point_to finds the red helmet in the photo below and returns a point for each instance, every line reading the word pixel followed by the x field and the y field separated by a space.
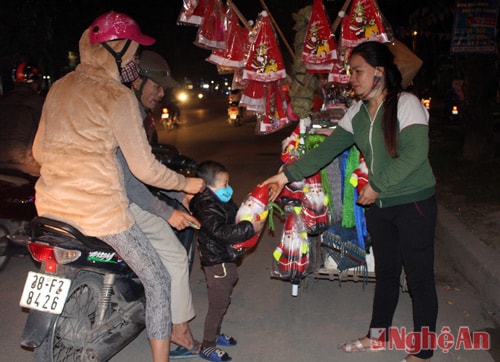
pixel 114 26
pixel 26 73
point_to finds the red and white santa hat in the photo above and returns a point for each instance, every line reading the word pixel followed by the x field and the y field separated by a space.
pixel 193 12
pixel 319 44
pixel 365 22
pixel 261 194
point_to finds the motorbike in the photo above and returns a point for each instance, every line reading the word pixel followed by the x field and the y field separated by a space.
pixel 17 203
pixel 234 114
pixel 85 302
pixel 17 208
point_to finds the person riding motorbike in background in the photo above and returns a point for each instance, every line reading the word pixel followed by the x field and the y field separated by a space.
pixel 87 115
pixel 155 217
pixel 20 111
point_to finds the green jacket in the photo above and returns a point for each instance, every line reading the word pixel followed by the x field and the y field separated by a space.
pixel 401 180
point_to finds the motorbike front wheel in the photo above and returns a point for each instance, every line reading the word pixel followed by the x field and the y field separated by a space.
pixel 72 329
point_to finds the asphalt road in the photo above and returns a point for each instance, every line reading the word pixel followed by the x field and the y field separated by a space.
pixel 270 324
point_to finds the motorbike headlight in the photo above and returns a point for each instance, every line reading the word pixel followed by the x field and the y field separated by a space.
pixel 182 96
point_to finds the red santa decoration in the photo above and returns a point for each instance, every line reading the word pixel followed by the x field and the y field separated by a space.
pixel 291 255
pixel 359 177
pixel 233 56
pixel 364 22
pixel 193 12
pixel 315 202
pixel 319 45
pixel 253 208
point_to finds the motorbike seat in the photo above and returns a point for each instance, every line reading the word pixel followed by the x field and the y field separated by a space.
pixel 40 223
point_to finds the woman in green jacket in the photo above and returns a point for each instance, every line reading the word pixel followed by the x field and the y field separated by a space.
pixel 390 127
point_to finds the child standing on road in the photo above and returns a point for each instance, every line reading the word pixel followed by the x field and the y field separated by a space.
pixel 216 212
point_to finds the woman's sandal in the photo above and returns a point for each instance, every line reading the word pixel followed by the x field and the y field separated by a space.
pixel 182 352
pixel 358 346
pixel 225 340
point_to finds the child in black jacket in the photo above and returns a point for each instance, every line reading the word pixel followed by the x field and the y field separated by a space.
pixel 216 212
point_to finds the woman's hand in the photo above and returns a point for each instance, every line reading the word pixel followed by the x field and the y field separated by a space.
pixel 276 184
pixel 194 185
pixel 367 196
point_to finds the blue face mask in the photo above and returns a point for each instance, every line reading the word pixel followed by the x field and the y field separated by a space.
pixel 224 194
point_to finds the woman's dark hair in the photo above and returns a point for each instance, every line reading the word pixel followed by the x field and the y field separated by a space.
pixel 208 170
pixel 378 55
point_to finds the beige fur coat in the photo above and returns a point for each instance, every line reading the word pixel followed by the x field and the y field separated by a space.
pixel 86 116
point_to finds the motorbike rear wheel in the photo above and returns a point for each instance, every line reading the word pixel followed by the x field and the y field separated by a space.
pixel 72 329
pixel 4 244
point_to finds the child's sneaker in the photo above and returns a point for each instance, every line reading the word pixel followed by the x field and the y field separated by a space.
pixel 223 340
pixel 214 354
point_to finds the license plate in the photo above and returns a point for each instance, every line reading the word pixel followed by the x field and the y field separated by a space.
pixel 45 293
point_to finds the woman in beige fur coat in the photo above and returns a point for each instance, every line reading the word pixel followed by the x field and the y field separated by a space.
pixel 86 116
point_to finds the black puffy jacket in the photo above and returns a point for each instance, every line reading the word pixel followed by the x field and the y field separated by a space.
pixel 218 227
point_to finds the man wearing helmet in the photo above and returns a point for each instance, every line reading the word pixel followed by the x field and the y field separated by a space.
pixel 87 115
pixel 20 111
pixel 155 217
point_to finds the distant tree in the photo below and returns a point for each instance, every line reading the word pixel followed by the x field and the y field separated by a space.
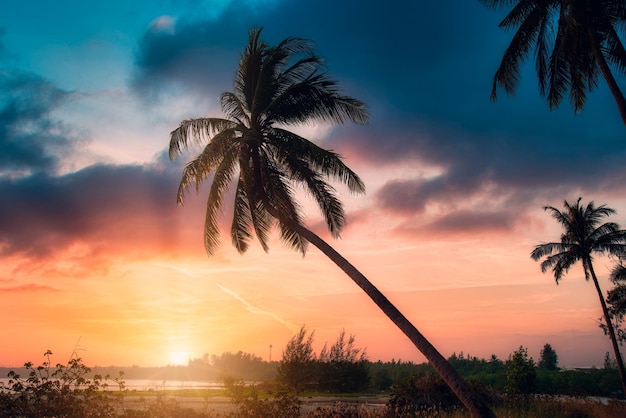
pixel 584 236
pixel 521 376
pixel 574 41
pixel 548 359
pixel 297 367
pixel 609 362
pixel 343 367
pixel 277 87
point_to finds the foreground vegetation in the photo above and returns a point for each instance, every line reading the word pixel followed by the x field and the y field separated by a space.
pixel 396 389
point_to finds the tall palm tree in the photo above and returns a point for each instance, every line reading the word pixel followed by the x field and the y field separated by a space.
pixel 584 235
pixel 573 41
pixel 616 300
pixel 278 86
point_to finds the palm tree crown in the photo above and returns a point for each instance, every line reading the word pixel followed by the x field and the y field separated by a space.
pixel 277 86
pixel 584 235
pixel 273 87
pixel 574 41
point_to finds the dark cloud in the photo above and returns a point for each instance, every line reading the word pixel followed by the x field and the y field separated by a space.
pixel 197 56
pixel 31 139
pixel 425 69
pixel 462 222
pixel 122 206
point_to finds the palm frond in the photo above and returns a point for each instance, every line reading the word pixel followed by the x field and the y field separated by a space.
pixel 221 181
pixel 560 263
pixel 618 274
pixel 547 249
pixel 316 98
pixel 201 167
pixel 199 131
pixel 321 160
pixel 242 219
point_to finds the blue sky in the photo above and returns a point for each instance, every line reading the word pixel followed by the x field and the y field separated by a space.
pixel 90 91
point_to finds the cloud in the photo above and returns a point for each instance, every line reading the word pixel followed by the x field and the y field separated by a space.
pixel 31 138
pixel 427 85
pixel 28 288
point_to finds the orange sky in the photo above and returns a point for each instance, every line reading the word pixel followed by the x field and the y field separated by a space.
pixel 96 257
pixel 119 303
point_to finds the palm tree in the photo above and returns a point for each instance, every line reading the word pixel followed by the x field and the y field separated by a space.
pixel 573 41
pixel 278 86
pixel 584 236
pixel 616 299
pixel 617 296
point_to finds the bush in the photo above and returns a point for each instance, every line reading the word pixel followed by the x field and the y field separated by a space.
pixel 62 391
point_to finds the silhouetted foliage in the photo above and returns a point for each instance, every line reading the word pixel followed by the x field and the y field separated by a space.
pixel 521 376
pixel 584 236
pixel 574 42
pixel 297 367
pixel 548 359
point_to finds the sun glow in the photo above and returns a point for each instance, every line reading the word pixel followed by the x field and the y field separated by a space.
pixel 179 358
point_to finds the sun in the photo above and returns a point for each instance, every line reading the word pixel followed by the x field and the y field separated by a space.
pixel 179 358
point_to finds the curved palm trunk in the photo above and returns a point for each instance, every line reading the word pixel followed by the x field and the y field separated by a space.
pixel 608 76
pixel 609 325
pixel 475 405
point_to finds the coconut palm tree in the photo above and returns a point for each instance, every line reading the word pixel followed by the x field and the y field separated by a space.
pixel 277 86
pixel 617 296
pixel 616 300
pixel 573 40
pixel 584 236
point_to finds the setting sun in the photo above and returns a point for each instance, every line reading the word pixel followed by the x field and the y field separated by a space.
pixel 179 358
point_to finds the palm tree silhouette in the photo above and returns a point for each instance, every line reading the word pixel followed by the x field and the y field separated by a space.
pixel 584 235
pixel 573 41
pixel 277 86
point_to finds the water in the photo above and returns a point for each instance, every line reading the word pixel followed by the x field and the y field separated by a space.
pixel 150 384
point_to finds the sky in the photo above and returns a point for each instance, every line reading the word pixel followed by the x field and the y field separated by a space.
pixel 96 257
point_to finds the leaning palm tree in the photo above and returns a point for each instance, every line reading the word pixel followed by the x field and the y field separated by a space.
pixel 616 300
pixel 277 86
pixel 584 235
pixel 616 297
pixel 573 40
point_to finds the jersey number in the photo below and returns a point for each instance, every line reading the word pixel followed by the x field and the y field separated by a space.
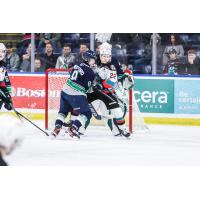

» Your goal
Output nothing except an exact copy of the records above, with the images left out.

» Response to this exercise
point_to finds the red helmet in the photo below and returns a point for each instance, every line reading the word pixel followed by the x field and the y field separated by a space.
pixel 114 26
pixel 26 73
point_to finds the red and white santa hat in the photo above and returns a point for each instance, every line reading the word pixel followed by the x field and the y field separated by a space.
pixel 193 12
pixel 319 44
pixel 365 22
pixel 261 194
point_to finds the motorbike in the photo above and returns a point for each instance, every line reading the word pixel followed by the x field and the y field separated by a space.
pixel 17 203
pixel 234 114
pixel 85 302
pixel 17 208
point_to finds the person riding motorbike in background in the photo above and returns a point for each instance, every line reading the word pixel followed by the x field and the y field separated by a space.
pixel 87 115
pixel 155 217
pixel 20 111
point_to finds the green jacket in the photo above and returns a point for each instance, every line reading the word pixel followed by the x field and the y field separated by a space.
pixel 401 180
point_to finds the motorbike front wheel in the photo above and returns a point for each instance, every line reading the word pixel followed by the x field and the y field separated by a space.
pixel 72 329
point_to finds the asphalt road in the photo above and returns a point for each instance, every line reading the word pixel followed by the x field and the y field separated by a space.
pixel 270 324
point_to finds the motorbike headlight in the photo above and returns a point for each instance, every line reading the word pixel followed by the x field and the y field separated by a space.
pixel 182 96
point_to finds the red santa decoration in the photo above and returns a point for each instance, every line reading the word pixel followed by the x field and the y field separated by a space.
pixel 291 255
pixel 359 177
pixel 233 56
pixel 364 22
pixel 193 12
pixel 315 202
pixel 319 45
pixel 253 208
point_to finds the motorbike seat in the photo above and returns a point for each instance, every line reading the word pixel followed by the x field and the y field separated by a space.
pixel 40 223
point_to finds the woman in green jacket in the photo above and returns a point for each instance, every line reading the word pixel followed by the x field and the y field separated by a space.
pixel 390 127
point_to finds the child standing on road in the photo above and returns a point for each instance, every line reading the word pixel followed by the x field and the y field separated by a space.
pixel 216 212
point_to finds the woman's sandal in the photo above and returns a point for each instance, every line reading the word pixel followed by the x field and the y field separated by a space.
pixel 182 352
pixel 358 346
pixel 225 340
point_to finds the child in black jacket in the photo above and returns a point for each instance, every line reading the word pixel followed by the x field and the y field separated by a space.
pixel 216 212
point_to finds the woman's hand in the photo above and returns a point for each instance, every line reading the word pixel followed by the x field and the y field separated by a space.
pixel 276 184
pixel 194 185
pixel 367 196
point_to finds the blue face mask in the photo above and returns a point for each instance, every line reading the word pixel followed by the x field and the y field separated by a space.
pixel 224 194
point_to finds the woman's dark hair in the photo above and returns a point for each instance, every line reading the word pixel followed by the x field and the y field separated by a space.
pixel 208 170
pixel 378 55
point_to finds the beige fur coat in the photo above and returns a point for each instance, every line reading the word pixel followed by the x field and the y field separated by a space.
pixel 86 116
point_to finds the motorbike rear wheel in the photo above and returns a point for each instance, every line reading the word pixel followed by the x field and the y field separated by a space.
pixel 72 329
pixel 4 244
point_to finds the child's sneaker in the photo above and returns a point for each instance, every line reading the word pixel followed by the x field and the y field separated by a space.
pixel 223 340
pixel 214 354
point_to finds the license plate in the photo above and returns a point for each instance, every line reading the word pixel followed by the x field and the y field separated by a space.
pixel 45 293
point_to finds the woman in beige fur coat in the photo above and returns a point for each instance, every line reading the word pixel followed by the x field and the y field separated by a space.
pixel 86 116
point_to finds the black puffy jacket in the photo above and returns a point for each instance, every line reading the word pixel followed by the x field and the y field separated by a space.
pixel 218 227
point_to finds the man wearing helmet in the photo above and returns a point for each instance, every line reading the word pixel followed by the x field and the y field separated by a space.
pixel 87 115
pixel 20 111
pixel 155 217
point_to finds the distant tree in the photo below and returns a point for each instance, every line reading the word pixel followed by the x field and the y field separated by a space.
pixel 584 236
pixel 521 376
pixel 574 41
pixel 548 359
pixel 297 367
pixel 609 362
pixel 343 367
pixel 277 87
point_to finds the foreground vegetation in the photo above and returns a point for each instance, every line reading the word pixel followed by the x field and the y field separated by a space.
pixel 396 389
point_to finds the tall palm tree in the photo above and returns a point for each instance, every line reading the word pixel followed by the x field and the y field separated by a space.
pixel 584 235
pixel 573 41
pixel 616 300
pixel 278 86
point_to finds the palm tree crown in the photo above and returns a point for each instance, every line reading the word pixel followed by the x field and the y field separated by a space.
pixel 277 86
pixel 584 235
pixel 273 87
pixel 574 41
point_to finds the dark cloud in the photo above and returns a point for each instance, every line reading the word pixel followed by the x field and the y field separated by a space.
pixel 197 56
pixel 31 139
pixel 425 69
pixel 462 222
pixel 122 206
point_to finds the palm frond in the photo above and returns a point for each instance, every line reading the word pixel followed by the x field and the y field separated by a space.
pixel 221 181
pixel 560 263
pixel 618 274
pixel 547 249
pixel 316 98
pixel 201 167
pixel 199 131
pixel 321 160
pixel 242 219
point_to finds the blue sky in the photo above and returns a point for each instance, every line reading the word pixel followed by the x field and the y field separated by a space.
pixel 90 91
point_to finds the cloud in the photo above and returns a point for each instance, every line reading the word pixel followed by the x field and the y field separated by a space.
pixel 31 138
pixel 427 85
pixel 28 288
point_to finds the orange sky in the photo above and returns a point for each instance, every line reading the word pixel followed by the x field and the y field separated by a space.
pixel 96 257
pixel 119 303
point_to finds the palm tree in the photo above and returns a point for each instance, every line reading the word pixel followed by the x field and the y field separated by a space.
pixel 573 41
pixel 278 86
pixel 584 236
pixel 616 299
pixel 617 296
point_to finds the bush in the photo above and returns a point for each instance, every line reading the word pixel followed by the x field and the y field separated by a space.
pixel 62 391
point_to finds the silhouetted foliage in the photo above and returns a point for each instance, every line reading the word pixel followed by the x field and the y field separated by a space.
pixel 521 376
pixel 584 236
pixel 574 42
pixel 297 367
pixel 548 359
point_to finds the sun glow in the photo above and returns a point for each instance, every line reading the word pixel followed by the x field and the y field separated by a space.
pixel 179 358
point_to finds the sun in the photo above and returns a point for each instance, every line reading the word pixel followed by the x field and the y field separated by a space.
pixel 179 358
point_to finds the curved palm trunk in the photo above and returns a point for each instance, every line reading the word pixel followed by the x field and the y field separated by a space.
pixel 608 76
pixel 609 325
pixel 475 405
point_to finds the coconut palm tree in the photo above and returns a point for each instance, every line reading the word pixel followed by the x field and the y field separated by a space.
pixel 277 86
pixel 617 296
pixel 616 300
pixel 573 40
pixel 584 236
point_to finds the setting sun in the photo above and returns a point for each instance, every line reading the word pixel followed by the x field and the y field separated by a space.
pixel 179 358
point_to finds the palm tree silhouette in the photo above and returns a point for each instance, every line reading the word pixel followed by the x field and the y field separated by a space.
pixel 584 235
pixel 573 41
pixel 277 86
point_to finds the water in the photo above and returns a point for each instance, every line reading the word pixel followed by the x field and the y field separated by a space.
pixel 150 384
point_to finds the sky in the photo above and returns a point for each instance, every line reading the word pixel followed by the x field and the y field separated by a space.
pixel 96 257
point_to finds the leaning palm tree in the photo above and returns a point for each instance, every line reading the word pixel followed by the x field and the y field separated by a space.
pixel 616 300
pixel 277 86
pixel 584 235
pixel 616 297
pixel 573 40
point_to finds the jersey number in the photo below and returns a point for each instance, every line reading the word pixel followed by the x field and the y field separated by a space.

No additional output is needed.